Приведённый отрывок:

____

Священник: «Вы должны раскаяться. Нельзя желать цели, не желая средств».

«Да нет же, можно, подумал он, можно: можно желать мира, который приходит с победой, не желая разрушенных городов».

Эта мысль в своем «наивном» упорстве забирает слишком глубоко, намного глубже самого Скоби и даже творчества Грина в целом. Она выходит за границы нашей темы и остается неразрешенной — прежде всего потому, что ее не разрешила еще сама история.

«Лишь после того, — писал Маркс, — как великая социальная революция овладеет достижениями буржуазной эпохи, мировым рынком и современными производительными силами и подчинит их общему контролю наиболее передовых народов, — лишь тогда человеческий прогресс перестанет уподобляться тому отвратительному языческому идолу, который не желал пить нектар иначе, как из черепов убитых» 4.

____

Список заданий:
**1)** Перепишите из отрывка о Скоби всё от слов «Эта мысль в» и до слов «еще сама история.», заменив «история» на «жизнь».
**2)** Допишите следующую часть рассуждения о Скоби и творчестве Грина, начав сразу после цитаты из Маркса.

____

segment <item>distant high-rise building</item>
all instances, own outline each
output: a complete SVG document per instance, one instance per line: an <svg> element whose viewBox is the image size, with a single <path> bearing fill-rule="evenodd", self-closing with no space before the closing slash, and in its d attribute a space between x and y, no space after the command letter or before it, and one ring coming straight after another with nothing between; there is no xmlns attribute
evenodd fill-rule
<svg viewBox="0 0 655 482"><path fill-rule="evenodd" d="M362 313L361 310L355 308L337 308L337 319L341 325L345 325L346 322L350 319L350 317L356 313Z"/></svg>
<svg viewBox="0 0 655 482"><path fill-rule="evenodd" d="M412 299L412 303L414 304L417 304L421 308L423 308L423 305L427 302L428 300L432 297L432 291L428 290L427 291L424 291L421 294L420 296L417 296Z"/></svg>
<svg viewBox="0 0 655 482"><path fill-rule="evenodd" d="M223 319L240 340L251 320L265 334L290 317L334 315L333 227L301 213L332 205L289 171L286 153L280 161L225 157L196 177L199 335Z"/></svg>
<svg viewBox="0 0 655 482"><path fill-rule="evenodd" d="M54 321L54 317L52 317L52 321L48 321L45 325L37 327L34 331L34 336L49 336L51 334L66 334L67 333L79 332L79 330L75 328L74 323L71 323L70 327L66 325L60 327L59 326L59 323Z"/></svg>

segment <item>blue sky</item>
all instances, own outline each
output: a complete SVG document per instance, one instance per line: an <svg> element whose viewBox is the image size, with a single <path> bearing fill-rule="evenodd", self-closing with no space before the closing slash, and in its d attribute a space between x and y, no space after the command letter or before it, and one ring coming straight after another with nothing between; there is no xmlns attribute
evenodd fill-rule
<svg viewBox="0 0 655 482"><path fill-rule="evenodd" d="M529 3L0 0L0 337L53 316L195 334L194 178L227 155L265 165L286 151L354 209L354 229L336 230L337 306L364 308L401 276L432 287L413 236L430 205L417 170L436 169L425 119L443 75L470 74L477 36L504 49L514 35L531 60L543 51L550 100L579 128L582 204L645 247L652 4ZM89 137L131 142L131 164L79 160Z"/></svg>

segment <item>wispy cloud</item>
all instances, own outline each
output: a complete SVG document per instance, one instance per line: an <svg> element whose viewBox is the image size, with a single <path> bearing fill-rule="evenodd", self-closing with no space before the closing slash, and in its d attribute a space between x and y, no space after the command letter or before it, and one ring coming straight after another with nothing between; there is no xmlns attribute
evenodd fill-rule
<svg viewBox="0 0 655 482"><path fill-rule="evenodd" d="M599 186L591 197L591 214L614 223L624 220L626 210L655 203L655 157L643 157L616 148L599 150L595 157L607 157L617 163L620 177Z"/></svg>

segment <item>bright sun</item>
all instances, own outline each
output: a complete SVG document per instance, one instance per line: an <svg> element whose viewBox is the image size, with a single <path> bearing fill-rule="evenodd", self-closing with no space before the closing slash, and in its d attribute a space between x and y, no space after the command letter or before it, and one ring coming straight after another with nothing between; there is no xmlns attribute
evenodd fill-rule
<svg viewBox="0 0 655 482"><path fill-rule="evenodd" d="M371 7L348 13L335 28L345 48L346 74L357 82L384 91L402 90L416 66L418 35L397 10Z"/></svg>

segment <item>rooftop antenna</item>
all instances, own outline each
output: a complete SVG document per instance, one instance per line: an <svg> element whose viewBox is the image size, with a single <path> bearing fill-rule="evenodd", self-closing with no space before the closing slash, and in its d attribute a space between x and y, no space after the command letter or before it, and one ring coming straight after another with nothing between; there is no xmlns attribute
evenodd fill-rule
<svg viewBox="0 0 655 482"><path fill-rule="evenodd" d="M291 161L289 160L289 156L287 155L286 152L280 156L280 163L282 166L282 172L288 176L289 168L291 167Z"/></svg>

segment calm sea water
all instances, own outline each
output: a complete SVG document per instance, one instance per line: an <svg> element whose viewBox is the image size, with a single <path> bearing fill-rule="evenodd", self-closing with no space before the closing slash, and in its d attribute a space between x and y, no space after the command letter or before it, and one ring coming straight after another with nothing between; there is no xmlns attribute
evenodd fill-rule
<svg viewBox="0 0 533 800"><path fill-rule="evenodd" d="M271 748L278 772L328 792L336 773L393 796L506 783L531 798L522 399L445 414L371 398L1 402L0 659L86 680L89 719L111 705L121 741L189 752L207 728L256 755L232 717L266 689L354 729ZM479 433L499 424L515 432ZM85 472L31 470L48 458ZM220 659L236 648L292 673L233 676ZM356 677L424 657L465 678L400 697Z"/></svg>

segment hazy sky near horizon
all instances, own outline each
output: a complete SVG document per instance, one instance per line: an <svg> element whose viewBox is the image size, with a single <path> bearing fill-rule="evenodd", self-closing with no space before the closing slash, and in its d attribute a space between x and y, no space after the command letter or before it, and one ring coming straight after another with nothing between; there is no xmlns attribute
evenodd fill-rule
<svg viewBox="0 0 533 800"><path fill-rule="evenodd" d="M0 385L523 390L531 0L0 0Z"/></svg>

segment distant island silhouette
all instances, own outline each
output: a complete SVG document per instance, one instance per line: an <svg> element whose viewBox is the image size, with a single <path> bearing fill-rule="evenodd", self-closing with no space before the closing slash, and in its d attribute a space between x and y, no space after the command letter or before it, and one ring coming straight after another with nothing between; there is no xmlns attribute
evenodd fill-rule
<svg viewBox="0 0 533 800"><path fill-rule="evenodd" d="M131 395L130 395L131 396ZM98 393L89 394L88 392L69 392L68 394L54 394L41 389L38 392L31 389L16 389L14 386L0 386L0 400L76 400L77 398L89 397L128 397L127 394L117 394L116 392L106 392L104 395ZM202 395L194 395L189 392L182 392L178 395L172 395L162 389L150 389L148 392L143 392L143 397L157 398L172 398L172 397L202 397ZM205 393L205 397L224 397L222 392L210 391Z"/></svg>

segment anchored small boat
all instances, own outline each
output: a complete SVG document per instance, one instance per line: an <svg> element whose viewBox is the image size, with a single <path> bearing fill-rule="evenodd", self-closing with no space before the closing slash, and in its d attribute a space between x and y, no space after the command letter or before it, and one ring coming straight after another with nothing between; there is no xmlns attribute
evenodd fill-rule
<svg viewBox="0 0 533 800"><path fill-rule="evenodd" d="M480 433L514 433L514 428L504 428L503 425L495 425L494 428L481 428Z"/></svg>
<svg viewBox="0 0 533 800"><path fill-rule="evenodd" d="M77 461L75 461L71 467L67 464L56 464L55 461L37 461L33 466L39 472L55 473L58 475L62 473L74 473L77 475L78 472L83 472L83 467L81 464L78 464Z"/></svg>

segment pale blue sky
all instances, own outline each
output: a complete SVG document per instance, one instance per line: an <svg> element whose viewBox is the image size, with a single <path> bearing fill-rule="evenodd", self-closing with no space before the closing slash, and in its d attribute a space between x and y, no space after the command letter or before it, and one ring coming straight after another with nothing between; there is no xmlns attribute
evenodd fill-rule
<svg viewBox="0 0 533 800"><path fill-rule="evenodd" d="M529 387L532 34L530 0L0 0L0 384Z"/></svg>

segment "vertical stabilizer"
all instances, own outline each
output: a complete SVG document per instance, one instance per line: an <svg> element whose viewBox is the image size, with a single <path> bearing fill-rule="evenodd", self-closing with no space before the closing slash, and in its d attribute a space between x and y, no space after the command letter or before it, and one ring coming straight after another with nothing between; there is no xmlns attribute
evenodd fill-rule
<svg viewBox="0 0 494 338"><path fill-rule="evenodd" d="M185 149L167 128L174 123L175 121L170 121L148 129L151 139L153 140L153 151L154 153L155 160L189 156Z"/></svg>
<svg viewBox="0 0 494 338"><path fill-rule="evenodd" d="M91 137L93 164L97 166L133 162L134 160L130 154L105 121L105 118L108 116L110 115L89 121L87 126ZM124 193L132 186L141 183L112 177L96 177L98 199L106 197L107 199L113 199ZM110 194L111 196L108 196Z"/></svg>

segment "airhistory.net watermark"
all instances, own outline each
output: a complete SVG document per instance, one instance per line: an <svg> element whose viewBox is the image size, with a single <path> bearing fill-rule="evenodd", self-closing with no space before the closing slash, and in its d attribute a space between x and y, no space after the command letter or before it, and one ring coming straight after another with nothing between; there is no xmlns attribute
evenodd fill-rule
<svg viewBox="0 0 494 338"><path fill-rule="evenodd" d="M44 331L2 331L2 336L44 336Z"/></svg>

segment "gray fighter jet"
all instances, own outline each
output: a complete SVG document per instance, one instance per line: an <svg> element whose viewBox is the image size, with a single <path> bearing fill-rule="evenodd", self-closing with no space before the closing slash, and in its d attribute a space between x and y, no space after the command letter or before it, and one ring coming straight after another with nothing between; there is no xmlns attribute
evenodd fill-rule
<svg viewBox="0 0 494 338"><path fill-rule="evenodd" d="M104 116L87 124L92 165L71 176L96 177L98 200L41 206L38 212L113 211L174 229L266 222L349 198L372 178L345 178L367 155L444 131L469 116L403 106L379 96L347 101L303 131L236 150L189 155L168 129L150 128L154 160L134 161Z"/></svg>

____

Ответы по заданиям:
**1)**
Эта мысль в своем «наивном» упорстве забирает слишком глубоко, намного глубже самого Скоби и даже творчества Грина в целом. Она выходит за границы нашей темы и остается неразрешенной — прежде всего потому, что ее не разрешила еще сама жизнь.

**2)**
До тех пор эта мысль Скоби остается нереальной — в том смысле, что не может быть немедленно осуществлена. Но тот, кто сделал бы отсюда вывод, что она не нужна, — автоматически встал бы на сторону того самого идола, о котором говорит Маркс. Ибо эта цель стоит и всегда стояла в разных словесных обличьях перед всем человечеством как величественная задача, осознав которую уже нельзя медлить с ее разрешением. Жизнь, не имеющая впереди себя этой цели, — мертва, она есть бессмысленная абстракция, «универсалия», если эта идея не пронизывает все ее поры. Пропитать собою всю действительность и людей — таково ее назначение и призвание. Скоби старался — совсем непреднамеренно — выразить ее и найти внутри своего мизерного дела, наверняка ничего не зная о ее всеобщем значении, и в этом как раз была его несгибаемая истинная человечность.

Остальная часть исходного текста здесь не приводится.